- EXTRACTED ENTRIES -
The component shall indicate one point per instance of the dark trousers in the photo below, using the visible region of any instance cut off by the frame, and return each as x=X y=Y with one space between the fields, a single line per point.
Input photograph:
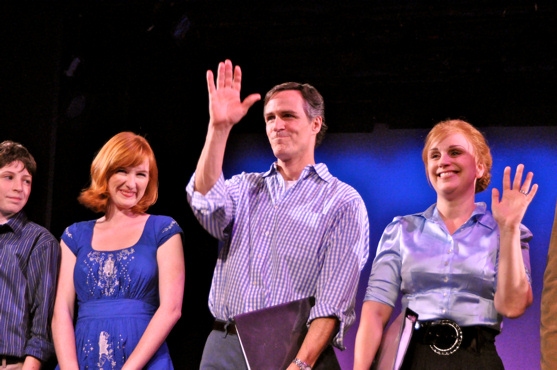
x=222 y=352
x=479 y=354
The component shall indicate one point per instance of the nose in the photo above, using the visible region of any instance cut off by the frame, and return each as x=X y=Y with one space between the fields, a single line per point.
x=130 y=181
x=279 y=124
x=443 y=159
x=18 y=185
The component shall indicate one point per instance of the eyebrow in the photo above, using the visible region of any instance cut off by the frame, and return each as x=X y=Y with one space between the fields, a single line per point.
x=450 y=147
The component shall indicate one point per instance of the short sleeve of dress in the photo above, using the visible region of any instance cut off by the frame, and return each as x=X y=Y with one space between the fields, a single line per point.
x=70 y=236
x=165 y=228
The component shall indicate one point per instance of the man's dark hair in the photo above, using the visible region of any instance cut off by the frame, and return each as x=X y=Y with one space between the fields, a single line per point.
x=314 y=106
x=10 y=151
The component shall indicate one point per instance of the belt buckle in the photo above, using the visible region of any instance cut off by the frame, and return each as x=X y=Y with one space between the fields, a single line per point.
x=447 y=348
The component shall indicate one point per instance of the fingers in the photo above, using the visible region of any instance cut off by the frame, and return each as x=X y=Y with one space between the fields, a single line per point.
x=210 y=82
x=237 y=82
x=221 y=75
x=494 y=196
x=518 y=178
x=227 y=76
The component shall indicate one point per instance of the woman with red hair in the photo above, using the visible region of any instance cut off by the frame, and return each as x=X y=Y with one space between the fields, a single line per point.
x=126 y=268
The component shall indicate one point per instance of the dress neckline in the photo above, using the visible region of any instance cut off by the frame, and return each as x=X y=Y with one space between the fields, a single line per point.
x=92 y=224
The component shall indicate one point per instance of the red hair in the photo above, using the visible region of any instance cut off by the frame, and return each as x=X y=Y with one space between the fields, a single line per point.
x=125 y=149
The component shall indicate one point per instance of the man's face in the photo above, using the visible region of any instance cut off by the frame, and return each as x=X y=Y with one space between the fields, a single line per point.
x=15 y=187
x=291 y=133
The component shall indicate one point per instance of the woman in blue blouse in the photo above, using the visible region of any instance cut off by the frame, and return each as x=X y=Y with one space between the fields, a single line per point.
x=126 y=268
x=455 y=262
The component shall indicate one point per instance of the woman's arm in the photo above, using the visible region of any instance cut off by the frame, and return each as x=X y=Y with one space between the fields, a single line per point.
x=170 y=260
x=373 y=319
x=62 y=319
x=513 y=293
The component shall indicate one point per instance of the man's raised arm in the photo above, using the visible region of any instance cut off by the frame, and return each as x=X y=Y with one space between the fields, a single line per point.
x=225 y=110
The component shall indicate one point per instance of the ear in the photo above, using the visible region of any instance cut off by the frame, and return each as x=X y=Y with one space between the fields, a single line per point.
x=480 y=170
x=316 y=124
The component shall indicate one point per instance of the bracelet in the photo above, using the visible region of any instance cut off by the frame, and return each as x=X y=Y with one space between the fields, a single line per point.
x=301 y=364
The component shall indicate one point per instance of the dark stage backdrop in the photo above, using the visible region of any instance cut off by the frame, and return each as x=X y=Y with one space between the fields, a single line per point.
x=385 y=167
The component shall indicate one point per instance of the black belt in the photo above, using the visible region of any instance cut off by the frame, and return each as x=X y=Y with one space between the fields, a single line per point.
x=11 y=360
x=445 y=337
x=225 y=326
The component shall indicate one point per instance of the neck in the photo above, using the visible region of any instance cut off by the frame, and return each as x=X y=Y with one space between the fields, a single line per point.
x=455 y=212
x=291 y=171
x=116 y=215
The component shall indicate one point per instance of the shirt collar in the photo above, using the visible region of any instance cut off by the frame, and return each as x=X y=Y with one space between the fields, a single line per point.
x=320 y=169
x=17 y=222
x=480 y=215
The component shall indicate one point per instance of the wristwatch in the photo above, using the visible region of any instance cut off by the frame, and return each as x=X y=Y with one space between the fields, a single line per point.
x=301 y=364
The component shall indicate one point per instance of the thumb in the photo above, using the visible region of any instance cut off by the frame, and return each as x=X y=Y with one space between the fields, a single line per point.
x=250 y=100
x=494 y=197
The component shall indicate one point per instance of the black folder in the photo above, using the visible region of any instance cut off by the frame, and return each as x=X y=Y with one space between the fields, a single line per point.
x=395 y=341
x=271 y=337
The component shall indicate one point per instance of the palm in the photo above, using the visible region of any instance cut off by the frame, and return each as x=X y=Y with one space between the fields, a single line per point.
x=509 y=207
x=225 y=106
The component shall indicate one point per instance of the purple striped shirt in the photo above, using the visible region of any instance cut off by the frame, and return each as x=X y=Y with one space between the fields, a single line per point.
x=279 y=245
x=29 y=260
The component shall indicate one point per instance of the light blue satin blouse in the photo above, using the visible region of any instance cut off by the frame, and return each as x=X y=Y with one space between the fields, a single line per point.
x=442 y=275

- EXERCISE GOAL -
Reproduce all of the entries above verbatim, omitting the pictures.

- REPLY -
The component shall indicate one point per instance of the dark trousers in the photo below, using the visible region of any instance cut off by the frame, and return each as x=X y=Y with one space between the fields, a single line per point.
Input photograph:
x=222 y=352
x=479 y=354
The component shall indicate one point per instance of the nose in the photo above, using the visible region of any instance cut off by the frame, and return each as x=X y=Y with one space between the fields, a single line per point.
x=130 y=181
x=279 y=124
x=443 y=159
x=18 y=185
The component shall indicate one point per instance of the eyebrow in the photo above, using the visible region of any instance cut off by the frame, and return each as x=X y=Y with one space between the fields, a single line per point.
x=450 y=147
The component shall indicate one point per instance of the short sleeve of dress in the photo above, using the visible region of any instance cut off by the frame, and return each as x=X y=Y with one space between the fields, a single line per point.
x=70 y=236
x=165 y=228
The component shall indicate one point per instance of the man's dark hair in the photo above, using the visible region of any instance cut off by the frame, and return each as x=X y=Y with one space between the fields, a single line per point.
x=314 y=106
x=10 y=151
The component shall indicate one point per instance of the belt buckle in the photo above, using the visible region of any instance cut off by the frame, and return each as x=X y=Y with one space between the fields, a single line per point.
x=447 y=348
The component shall indicate one point per instance of the fingers in the photo above, using the visible region of any instance cut off by the frame, and return each as x=X y=Y with one space between the fields, a single line per point.
x=210 y=82
x=237 y=82
x=221 y=75
x=494 y=196
x=518 y=178
x=227 y=76
The component shall indicate one point per instance of the woman with red hair in the photo above, using the visible region of any instance cut off by the frame, and return each as x=X y=Y with one space between the fields, a single line per point.
x=126 y=268
The component shall indicate one point per instance of the dress neckline in the photo above, using the visible region of any instance cut off by the frame, and return each as x=X y=Y with one space between the fields, a single line per point.
x=92 y=224
The component shall indicate one point per instance of the red hair in the photo above, using the visible region of any instance cut off by the frame, and return each as x=X y=Y with one space between the fields, a single line per point.
x=125 y=149
The component shall indicate one point per instance of the man's face in the photo above, using the visible region of any instance cut off by the frame, and return each as x=X y=Y with one space between the fields, a single line per point.
x=15 y=187
x=291 y=133
The component shall indicate one point per instance of the woman in blue blouse in the photo above, using the visible region of any instance cut off by the frame, and return each as x=X y=Y with one space between the fields, a single line per point.
x=126 y=268
x=455 y=262
The component shall indicate one point per instance of the woman's arm in the photo above, using the visible region of any instance cut off by the frame, and return each as x=X y=Y with one space between the fields, a single line per point.
x=170 y=260
x=373 y=319
x=62 y=319
x=513 y=293
The component shall indicate one point per instance of the man's raised arm in the photo above, using the visible region of any instance cut off by the frame, and return each as x=X y=Y with one space between the fields, a single line per point.
x=225 y=110
The component shall indicate one point per instance of the ear in the photo above, using the visible region of any instance cut off by the frame, and return each as x=X y=Y with one space between the fields, a single line per point.
x=480 y=170
x=316 y=124
The component shall indicate one point per instance of the bracelet in the photo above, using the visible region of any instance cut off by the frame, and return each as x=X y=Y with one space between the fields, a single line per point.
x=301 y=364
The component shall indicate one point per instance of the dark stage backdrop in the photo above, using the visible region of any instance cut off by the frame, and return each as x=X y=Y with one space between the fields, a single line per point.
x=385 y=167
The component shall indicate one point per instance of the black belt in the photo above, using the visible region of any instance cut off by the frame, and return each as x=X y=Y with one space between the fields, a single line per point.
x=11 y=360
x=445 y=337
x=225 y=326
The component shall indicate one point per instance of the neck in the photo above, using the visible region of any instance cut off by the frame, and return each as x=X y=Y with one space between the fields, a single line per point.
x=455 y=212
x=291 y=171
x=116 y=215
The component shall indicate one point per instance of the shirt collar in the photo above, using the visible region of any instance cut off by the frame, and return each as x=X y=Y with one space between the fields, a single line per point.
x=320 y=169
x=17 y=222
x=480 y=215
The component shall indicate one point per instance of the wristwatch in the photo above, using the visible region of any instance cut off by the frame, and return each as x=X y=Y with one space between the fields, a single line per point.
x=301 y=364
The component shall indicate one point per instance of the thumb in the photo above, using the visible region of any instance cut off by the frame, and return each as x=X y=Y with one space between the fields, a single line per point.
x=250 y=100
x=494 y=197
The component shall indicate one point per instance of the black folder in the photo above, using the visible region of any instance cut off by the frame, and return each as x=X y=Y with one space between the fields, a single line per point.
x=395 y=341
x=271 y=337
The component shall indicate one point per instance of the palm in the photo above, using the visible region of any instance cut off by the frame, and return each as x=X y=Y with one space between the fields, a single line per point.
x=509 y=207
x=225 y=106
The component shall indicate one point per instance of the purple striped shirt in the photo above, using the visible region of any instance cut off by the frame, and return each as x=X y=Y with one space between the fields, a single line per point.
x=279 y=245
x=29 y=260
The component shall indicate one point per instance of the light blue satin blouse in the photo above, using the visible region of any instance cut off by the frame, and return each as x=X y=Y with one space between the fields, a single line per point.
x=442 y=275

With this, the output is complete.